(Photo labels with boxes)
** Begin **
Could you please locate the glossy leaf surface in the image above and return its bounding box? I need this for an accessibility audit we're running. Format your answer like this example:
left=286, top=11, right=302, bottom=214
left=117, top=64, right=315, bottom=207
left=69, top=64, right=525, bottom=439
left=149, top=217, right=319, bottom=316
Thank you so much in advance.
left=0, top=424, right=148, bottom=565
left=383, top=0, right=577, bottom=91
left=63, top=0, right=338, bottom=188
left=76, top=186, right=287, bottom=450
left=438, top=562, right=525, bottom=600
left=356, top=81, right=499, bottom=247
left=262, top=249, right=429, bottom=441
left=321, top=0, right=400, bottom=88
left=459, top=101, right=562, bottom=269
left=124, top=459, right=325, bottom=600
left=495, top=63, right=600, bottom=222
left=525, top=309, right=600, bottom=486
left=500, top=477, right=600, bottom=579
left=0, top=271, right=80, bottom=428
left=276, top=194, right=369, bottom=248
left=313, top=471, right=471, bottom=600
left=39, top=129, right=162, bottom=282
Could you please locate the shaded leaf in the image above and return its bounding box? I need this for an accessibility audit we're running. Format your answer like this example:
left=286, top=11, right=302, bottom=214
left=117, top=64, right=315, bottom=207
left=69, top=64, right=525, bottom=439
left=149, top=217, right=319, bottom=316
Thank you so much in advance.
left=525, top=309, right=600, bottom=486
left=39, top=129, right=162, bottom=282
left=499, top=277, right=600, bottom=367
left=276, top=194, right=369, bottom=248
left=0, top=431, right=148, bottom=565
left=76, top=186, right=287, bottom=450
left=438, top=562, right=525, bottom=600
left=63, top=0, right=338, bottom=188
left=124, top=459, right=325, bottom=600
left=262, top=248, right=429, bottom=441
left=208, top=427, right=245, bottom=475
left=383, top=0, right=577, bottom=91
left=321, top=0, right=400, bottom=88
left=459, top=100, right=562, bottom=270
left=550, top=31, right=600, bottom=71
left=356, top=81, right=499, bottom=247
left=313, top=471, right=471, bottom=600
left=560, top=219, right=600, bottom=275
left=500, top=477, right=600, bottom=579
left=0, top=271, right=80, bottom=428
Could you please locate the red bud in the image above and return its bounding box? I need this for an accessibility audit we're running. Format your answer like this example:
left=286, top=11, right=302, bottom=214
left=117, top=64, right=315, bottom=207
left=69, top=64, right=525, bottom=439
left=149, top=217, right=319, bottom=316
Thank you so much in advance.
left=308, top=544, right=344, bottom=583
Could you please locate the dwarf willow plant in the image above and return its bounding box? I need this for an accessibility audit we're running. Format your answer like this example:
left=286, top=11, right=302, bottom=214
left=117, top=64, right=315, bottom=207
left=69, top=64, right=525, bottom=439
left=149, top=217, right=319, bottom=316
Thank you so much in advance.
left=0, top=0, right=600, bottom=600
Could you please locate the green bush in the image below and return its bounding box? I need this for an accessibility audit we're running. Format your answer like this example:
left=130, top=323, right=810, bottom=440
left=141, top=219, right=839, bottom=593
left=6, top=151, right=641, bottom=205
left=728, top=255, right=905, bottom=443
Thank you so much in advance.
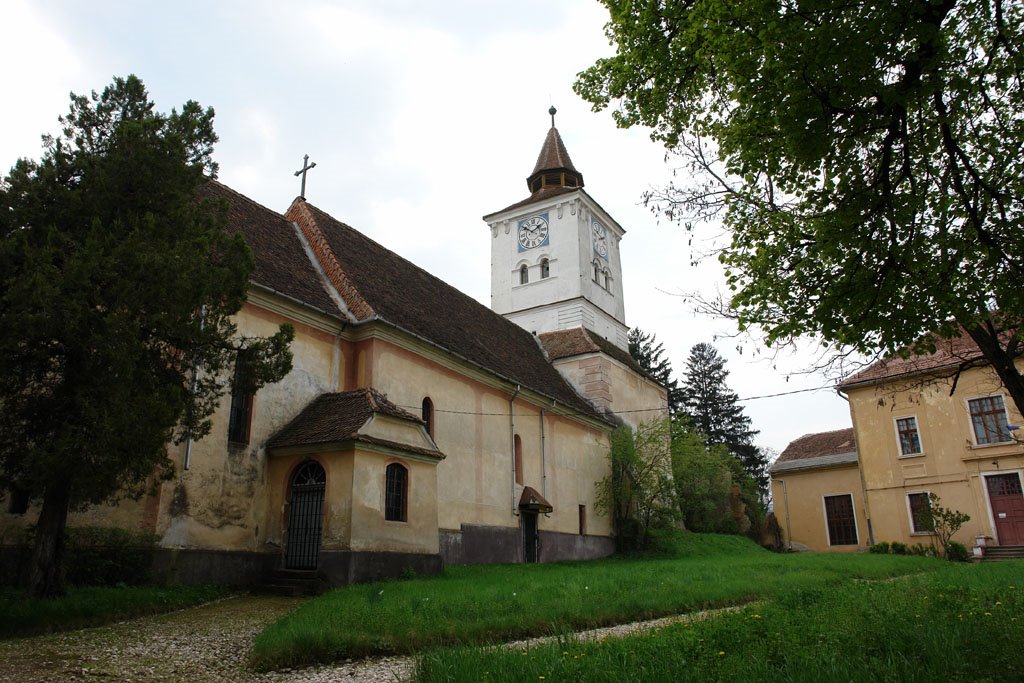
left=946, top=541, right=971, bottom=562
left=65, top=526, right=157, bottom=586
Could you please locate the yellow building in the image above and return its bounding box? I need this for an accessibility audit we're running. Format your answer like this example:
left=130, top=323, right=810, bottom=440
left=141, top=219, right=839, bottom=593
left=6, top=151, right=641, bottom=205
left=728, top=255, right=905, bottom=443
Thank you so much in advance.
left=0, top=117, right=667, bottom=584
left=772, top=338, right=1024, bottom=550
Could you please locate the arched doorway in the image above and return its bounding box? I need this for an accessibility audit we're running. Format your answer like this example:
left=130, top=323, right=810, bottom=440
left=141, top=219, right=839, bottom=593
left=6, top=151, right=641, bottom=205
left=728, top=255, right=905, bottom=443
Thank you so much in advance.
left=285, top=460, right=327, bottom=569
** End **
**DIRECTION**. Change "accessibility audit" to "usability review" throughout the entries above, and give back all of their text with nothing else altered. Omit the pictures.

**TASK SOLUTION**.
Could you please locate the glossy leaf surface in the image above and return its bounding box? I need this for an usability review we're running. Format your answer like this example:
left=286, top=11, right=302, bottom=214
left=117, top=64, right=315, bottom=207
left=69, top=64, right=525, bottom=439
left=149, top=217, right=319, bottom=316
Thank you so much in advance.
left=0, top=424, right=148, bottom=565
left=383, top=0, right=577, bottom=91
left=63, top=0, right=338, bottom=188
left=76, top=186, right=287, bottom=450
left=438, top=562, right=525, bottom=600
left=356, top=81, right=499, bottom=247
left=262, top=249, right=429, bottom=441
left=321, top=0, right=400, bottom=88
left=459, top=101, right=562, bottom=269
left=124, top=459, right=325, bottom=600
left=495, top=63, right=600, bottom=222
left=525, top=309, right=600, bottom=486
left=500, top=477, right=600, bottom=579
left=0, top=271, right=80, bottom=428
left=276, top=194, right=369, bottom=248
left=313, top=471, right=471, bottom=600
left=39, top=129, right=162, bottom=282
Could you please locate the shaded leaf in the image above and return its bounding box? I need this for an usability review we're running. Format your answer like this example:
left=286, top=11, right=302, bottom=214
left=117, top=64, right=315, bottom=207
left=69, top=64, right=525, bottom=439
left=149, top=217, right=319, bottom=316
Thank you so much in advance.
left=525, top=309, right=600, bottom=486
left=39, top=129, right=162, bottom=282
left=499, top=277, right=600, bottom=367
left=276, top=194, right=369, bottom=248
left=0, top=431, right=148, bottom=565
left=76, top=186, right=287, bottom=450
left=438, top=562, right=525, bottom=600
left=63, top=0, right=338, bottom=188
left=124, top=459, right=325, bottom=600
left=262, top=248, right=429, bottom=441
left=208, top=427, right=245, bottom=475
left=383, top=0, right=577, bottom=91
left=321, top=0, right=400, bottom=88
left=459, top=100, right=562, bottom=270
left=550, top=31, right=600, bottom=71
left=356, top=81, right=499, bottom=247
left=313, top=471, right=471, bottom=600
left=560, top=219, right=600, bottom=275
left=500, top=477, right=600, bottom=579
left=0, top=271, right=80, bottom=428
Could you please locate the red bud in the image above and return its bounding box? I need this for an usability review we're running. Format your answer like this example:
left=286, top=11, right=302, bottom=214
left=117, top=64, right=315, bottom=207
left=69, top=64, right=525, bottom=439
left=149, top=217, right=319, bottom=316
Thank you so much in advance.
left=308, top=544, right=344, bottom=583
Could you please locate the dwarf willow plant in the image above and return its bounding box? I need this for an usability review we're running. Format your answer like this example:
left=286, top=11, right=302, bottom=214
left=117, top=64, right=315, bottom=207
left=69, top=64, right=525, bottom=439
left=149, top=217, right=319, bottom=316
Thank you so much in advance.
left=0, top=0, right=600, bottom=600
Could you please locate the green bush in the image below and return its bounding box? I need this for an usability review we're running. Format your answer like this example:
left=130, top=323, right=810, bottom=440
left=141, top=219, right=839, bottom=593
left=6, top=151, right=641, bottom=205
left=728, top=255, right=905, bottom=443
Thank you so much in advance.
left=946, top=541, right=971, bottom=562
left=65, top=526, right=157, bottom=586
Could you please locate the yellow building in the image above and return its bounding box? I need this for an usability review we're running. Format your answer like this example:
left=130, top=323, right=810, bottom=440
left=141, top=219, right=839, bottom=593
left=6, top=151, right=641, bottom=205
left=728, top=255, right=905, bottom=443
Thank you so much in advance.
left=0, top=117, right=667, bottom=584
left=772, top=338, right=1024, bottom=550
Could you please locate the arched doorway in the image above and return its bounding box? I need this for an usability review we're running. Format your answer like this example:
left=130, top=323, right=810, bottom=440
left=141, top=219, right=839, bottom=593
left=6, top=151, right=641, bottom=205
left=728, top=255, right=905, bottom=443
Thank you so much in advance.
left=285, top=460, right=327, bottom=569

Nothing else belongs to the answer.